- Required action: All the records below must be returned exactly as they stand.

- Dataset excerpts:
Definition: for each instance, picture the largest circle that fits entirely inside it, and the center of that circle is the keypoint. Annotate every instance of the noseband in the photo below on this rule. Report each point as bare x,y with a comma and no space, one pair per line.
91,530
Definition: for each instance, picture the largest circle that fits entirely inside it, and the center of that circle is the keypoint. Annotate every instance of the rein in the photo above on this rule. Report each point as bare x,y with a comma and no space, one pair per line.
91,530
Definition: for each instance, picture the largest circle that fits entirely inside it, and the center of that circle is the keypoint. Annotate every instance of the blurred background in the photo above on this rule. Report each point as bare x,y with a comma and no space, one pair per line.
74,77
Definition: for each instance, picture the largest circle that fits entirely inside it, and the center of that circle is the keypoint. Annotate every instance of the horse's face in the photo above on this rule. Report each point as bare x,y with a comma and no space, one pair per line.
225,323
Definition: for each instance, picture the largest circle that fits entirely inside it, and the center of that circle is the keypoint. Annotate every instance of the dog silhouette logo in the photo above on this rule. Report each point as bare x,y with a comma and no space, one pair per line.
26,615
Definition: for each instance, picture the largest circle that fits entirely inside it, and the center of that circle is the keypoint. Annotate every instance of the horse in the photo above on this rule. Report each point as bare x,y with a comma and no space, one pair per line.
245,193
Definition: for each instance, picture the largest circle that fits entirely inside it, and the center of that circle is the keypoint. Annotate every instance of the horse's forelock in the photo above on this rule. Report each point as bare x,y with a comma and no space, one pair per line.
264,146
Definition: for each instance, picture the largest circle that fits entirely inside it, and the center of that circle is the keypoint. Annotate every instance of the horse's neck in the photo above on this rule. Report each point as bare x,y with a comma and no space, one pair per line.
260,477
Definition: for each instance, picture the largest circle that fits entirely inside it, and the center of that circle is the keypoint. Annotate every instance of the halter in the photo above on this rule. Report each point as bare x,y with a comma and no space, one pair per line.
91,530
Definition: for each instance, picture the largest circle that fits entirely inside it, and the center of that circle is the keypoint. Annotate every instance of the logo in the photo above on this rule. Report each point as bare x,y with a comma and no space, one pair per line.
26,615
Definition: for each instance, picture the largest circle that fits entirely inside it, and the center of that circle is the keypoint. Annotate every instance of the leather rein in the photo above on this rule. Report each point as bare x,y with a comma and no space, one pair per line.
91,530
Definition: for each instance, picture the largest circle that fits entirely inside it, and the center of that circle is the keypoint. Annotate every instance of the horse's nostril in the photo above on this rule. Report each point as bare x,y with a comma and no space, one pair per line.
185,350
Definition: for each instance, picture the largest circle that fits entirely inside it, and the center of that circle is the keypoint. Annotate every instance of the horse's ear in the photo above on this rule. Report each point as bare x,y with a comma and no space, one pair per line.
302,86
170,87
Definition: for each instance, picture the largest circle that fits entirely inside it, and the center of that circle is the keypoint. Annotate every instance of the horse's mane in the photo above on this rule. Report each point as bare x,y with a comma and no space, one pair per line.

- Response to the exercise:
Definition: for each instance, picture the largest circle that fits entirely inside it, and the center of that circle is the keypoint. Annotate every instance of the noseband in the photo below on this rule. Report each point as bare x,y with a comma and no space, one pair per line.
91,530
Definition: for each instance, picture the largest circle that fits entirely inside it, and the center of that circle is the keypoint. Annotate every instance of the rein in the photo above on this rule. Report each point as bare x,y with a comma and no space, one pair per line.
91,530
Definition: for each instance, picture the largest circle that fits entirely inside it, and the center of that circle is the keypoint. Annotate every instance of the blurred background in the photo above on this rule. Report each point as bare x,y with a comma and no space, one pair per line.
74,77
Definition: for each instance, picture the largest circle that fits entirely inside it, and the center of that circle is the keypoint. Annotate every instance of the horse's face in the photo above on this rule. Report each point as bare x,y with a comma and no space, one pair per line.
225,323
Definition: for each instance, picture the largest circle that fits entirely inside it, and the center of that circle is the keypoint. Annotate every instance of the dog silhouette logo in the photo above on this rule. Report each point as bare x,y with a comma and no space, one pair per line.
26,615
Definition: for each instance, picture the largest circle that fits entirely inside it, and the center of that circle is the keypoint. Annotate every instance of the horse in the photo above on this rule. Report each point as bare x,y with a comma and no space, one pair per line.
245,193
Definition: for each instance, picture the largest circle that fits entirely inside it, and the center of that circle is the keypoint. Annotate every instance of the horse's forelock in the photo above on this rule. Report each point as bare x,y with a comma and no space, one pair per line.
264,146
Definition: for each instance, picture the largest circle that fits entirely inside it, and the center of that circle is the keypoint. Annotate every instance of the horse's neck in the photo above on this rule. Report each point as bare x,y with a comma and no space, one pair per line.
260,477
Definition: for each instance, picture the largest circle that fits entirely inside it, and the center of that circle is the keypoint. Annotate every instance of the halter in the photo above on this rule. Report each point as bare x,y with a comma and no space, one pair per line.
91,530
Definition: for each instance, picture the largest circle that fits entirely inside it, and the center of that circle is the keypoint. Annotate every instance of the logo in the photo above on this rule. Report each point as bare x,y with a comma and no space, one pair per line.
26,615
Definition: for each instance, picture the largest circle that fits entirely inside it, and the center of that circle is the keypoint. Annotate every instance of the leather rein in the photo above on this rule. Report each point as bare x,y with a comma and no space, one pair per line.
91,530
Definition: for each instance, picture the largest circle that fits entirely inside it, and the center of that circle is the keypoint. Annotate every instance of the horse's nostril in the photo above on this rule. Report each point as bare x,y with a comma and no space, one pair per line.
185,350
Definition: for each instance, picture the largest circle that fits entirely inside it, and the center of that circle is the keypoint. Annotate every instance of the horse's ear in the photo above on this rule. Report each point as bare x,y with a comma and no space, one pair per line.
302,86
170,87
Definition: for each instance, picture the largest circle that fits entirely inside it, and the center of that circle is the keypoint. Annotate every instance of the horse's mane in the photo above on this rule. Report each point as bare x,y with a comma and no space, one pair per line.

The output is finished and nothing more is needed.